Exercise. Write the next part of the brief excerpt on restitution in the Winstar-related cases, continuing from its final sentence.

With respect to restitution, the Federal Circuit has only held that CalFed failed to prove that it conferred the benefit it alleged and has presented "no proof" that could support an award of restitution based upon the actual benefit conferred. Pet. App. 14a. Recent decisions by the Federal Circuit and the Court of Federal Claims suggest that restitution may be available in certain other Winstar-related cases, based on different theories of restitution than those presented here. For example, the Federal Circuit has suggested that restitution might be appropriate where-unlike here- an outside investor infused tangible assets into an acquired thrift that was seized by the government after FIRREA. See, e.g., Landmark Land Co. v. FDIC, 256 F.3d 1365 (Fed. Cir. 2001). Thus, while CalFed was unable to prove that its assumption of net liabilities resulted in a corresponding saving to the government that would justify an award of restitution, that does not mean that all plaintiffs in Winstar-related cases will be foreclosed, as a matter of law, from obtaining restitution in appropriate cases.
Thus far, only a comparative handful of Winstar-related cases have proceeded to final judgment in the Court of Federal Claims, and fewer still have been resolved by the Federal Circuit on appeal. If this body of litigation gives rise to remedial issues that warrant review by this Court, there will be ample time and opportunity for the Court to identify those issues and to review them in cases that have gone to final judgment.

Stored data.
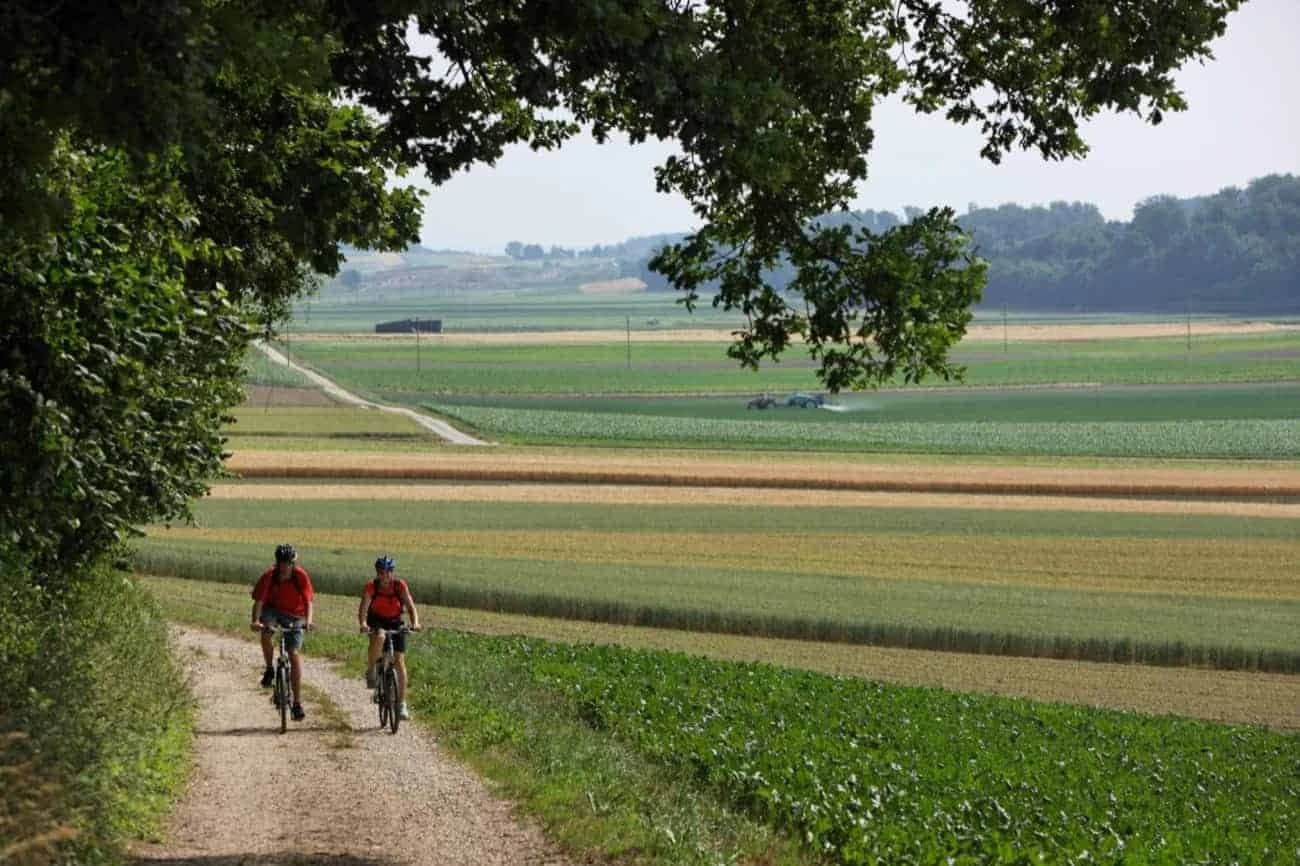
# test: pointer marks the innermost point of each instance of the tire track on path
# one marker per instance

The output.
2. Even if it were not premature, review by this Court would remain unwarranted because the Federal Circuit correctly sustained the trial court's denial of CalFed's claim for restitution. Far from relying on "novel legal propositions" (Pet. 10), the Federal Circuit employed well-settled principles governing restitution as a remedy for breach of contract. Applying those principles, the Federal Circuit properly affirmed the trial court's finding that CalFed's assumption of net liabilities in the Southeast and Brentwood transactions did not confer a benefit of equal dollar value on the government and that CalFed introduced "no proof" with respect to "the value of time"-the only benefit that could have been conferred.
a. The court of appeals proceeded from the basic premise that "restitution is [intended] to restore the non-breaching party to the position it would have been in had there never been a contract to breach." Pet. App. 12a. The court relied on the same premise in Glendale, explaining that "[t]he idea behind restitution is to restore-that is, to restore the non-breaching party to the position he would have been in had there never been a contract to breach." Glendale, 239 F.3d at 1380. Far from being either novel or wrong, that premise is a bedrock element of the law of restitution and contract. See, e.g., Acme Process Equip. Co. v. United States, 347 F.2d 509, 528 (Ct. Cl. 1965) (purpose of restitution is to "restore the injured party to the pre-contract status quo, not to put him in his post-contract position"), rev'd on other grounds, 385 U.S. 138 (1966); Arizona v. United States, 575 F.2d 855, 864 (Ct. Cl. 1978) (purpose of restitution is "making plaintiff whole"); Restatement of Contracts § 347, Comment b (1932) (purpose of restitution is "restoration of the injured party to as good a position as that occupied by him before the contract was made"); id. § 349, Comment a (purpose of restitution is "restoration of the status quo ante as far as is practicable"); Restatement (Second) of Contracts § 384, Comment a (1981) (purpose of restitution is "to return the parties, as nearly as is practicable, to the situation in which they found themselves before they made the contract"); John D. Calamari & Joseph M. Perillo, The Law of Contracts § 15.4 (4th ed. 1998) (purpose of restitution is "to place the plaintiff in the same economic position as the plaintiff enjoyed prior to contracting").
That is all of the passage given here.